# Passage
•••••

Posted by: patenttranslator | June 9, 2013

The Concept of a Translator as a Data Input Clerk/Omniscient Miracle Worker Is Not Very Healthy

Contrary to popular belief, the life of a translator is not exactly a bed of roses and the remuneration for working until exhaustion to meet a tight deadline is usually not exactly a king’s ransom either, whether we are talking about highly specialized translators, or jack-of-all-trades translators who are often referred to somewhat deprecatingly as “generalists”.

In some respects it is much easier to translate highly specialized texts such as patents than other types of materials, for instance newspaper articles about …. well, anything. It may seem that translating a newspaper article should not be a difficult undertaking. It’s just a newspaper article, for God’s sake!

But it certainly can be quite difficult to translate even a seemingly simple text. If you don’t know anything about the subject of an article, you are likely to mistranslate something. Especially when translating from a language that is as ambiguous (compared to English) as Japanese, or even a much more straightforward language like French, German or Russian, you must  first find out everything you can about the subject of the article.

How much are translators paid for the time that they must first spend researching the subject of  their translation? Nothing, of course! They are normally only paid based on the number of translated words or “normative pages” as it is simply assumed that they are omniscient, i.e. that they know everything about everything, right away and in advance.

According to one part of this concept, translators are operators who, similarly to file input clerks, manually replace words in one language by words in another language. And although this is a relatively simple operation which is already being done by machines using software, human translators seem to be still for the time being slightly better at replacing words in this manner, so they probably deserve to be paid something for this work, although obviously not that much.

However, instead of a second or two, some “words” may require an obscenely huge amount of effort to locate their correct equivalent in another language.  For instance, let’s say that a word or personal name is incorrectly transcribed into another alphabet, for instance into Japanese or Russian. When this happens, and it happens all the time in Japanese patents, a search engine is completely useless.

What is the poor translator supposed to do in such a case? Who cares? The flip side of the concept is that the data input clerks called translators are at the same time expected to be omniscient miracle workers who must be able to figure out the correct answer each and every time within a split second for the equivalent of a few cents per word.

But that is not how things work. In spite of more than a quarter century of an almost daily struggle to find the correct terminology for every patent application that I am translating, I spend a lot of time researching the terminology for most of my translations.

Patent translators from languages such as Japanese, German and French are in  a way more fortunate than some of their colleagues because most current patent applications filed in these languages are already provided with a brief English summary. But these English summaries at the same time also complicate the situation because the people who wrote them in some cases did not do a very good job (possibly because they did not want to spend much time researching the terminology in both languages as they are paid by the word).

•••••

# Goal A
Answer these questions from the blog post:
(i) On what basis are translators normally paid?
(ii) In patents in which language does the writer say incorrect transcription happens all the time?
(iii) What are most current patent applications filed in Japanese, German and French already provided with?
The blog post and the rows that follow it have nothing to do with each other.

•••••

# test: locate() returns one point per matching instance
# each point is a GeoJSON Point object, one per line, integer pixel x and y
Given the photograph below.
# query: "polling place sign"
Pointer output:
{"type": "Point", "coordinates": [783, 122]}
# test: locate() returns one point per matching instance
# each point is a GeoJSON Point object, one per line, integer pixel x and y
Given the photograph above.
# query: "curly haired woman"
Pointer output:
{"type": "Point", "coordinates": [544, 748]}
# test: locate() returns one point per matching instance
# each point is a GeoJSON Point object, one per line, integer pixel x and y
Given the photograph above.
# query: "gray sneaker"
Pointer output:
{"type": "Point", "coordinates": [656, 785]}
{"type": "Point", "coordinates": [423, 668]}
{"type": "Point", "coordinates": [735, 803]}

•••••

# Goal B
Reproduce all of the rows above, requests included, shifting every coordinate in the answers by -65.

# Expected output A
(i) The number of translated words or "normative pages"
(ii) Japanese
(iii) A brief English summary

# Expected output B
# test: locate() returns one point per matching instance
# each point is a GeoJSON Point object, one per line, integer pixel x and y
Given the photograph below.
# query: "polling place sign"
Pointer output:
{"type": "Point", "coordinates": [718, 57]}
# test: locate() returns one point per matching instance
# each point is a GeoJSON Point object, one per line, integer pixel x and y
Given the photograph above.
# query: "curly haired woman"
Pointer output:
{"type": "Point", "coordinates": [479, 683]}
# test: locate() returns one point per matching instance
# each point is a GeoJSON Point object, one per line, integer pixel x and y
Given the photograph above.
# query: "gray sneaker"
Pointer output:
{"type": "Point", "coordinates": [591, 720]}
{"type": "Point", "coordinates": [358, 603]}
{"type": "Point", "coordinates": [670, 738]}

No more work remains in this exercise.